*Exercise aim:*
Put each line of the records below into a Markdown table with the columns Row and Line, numbering the rows in order and leaving out any blank lines.

# START OF Given data

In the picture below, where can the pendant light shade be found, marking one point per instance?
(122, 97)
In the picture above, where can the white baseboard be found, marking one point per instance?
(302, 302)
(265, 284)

# END OF Given data

*Exercise response:*
| Row | Line |
|---|---|
| 1 | In the picture below, where can the pendant light shade be found, marking one point per instance? |
| 2 | (122, 97) |
| 3 | In the picture above, where can the white baseboard be found, marking one point per instance? |
| 4 | (302, 302) |
| 5 | (265, 284) |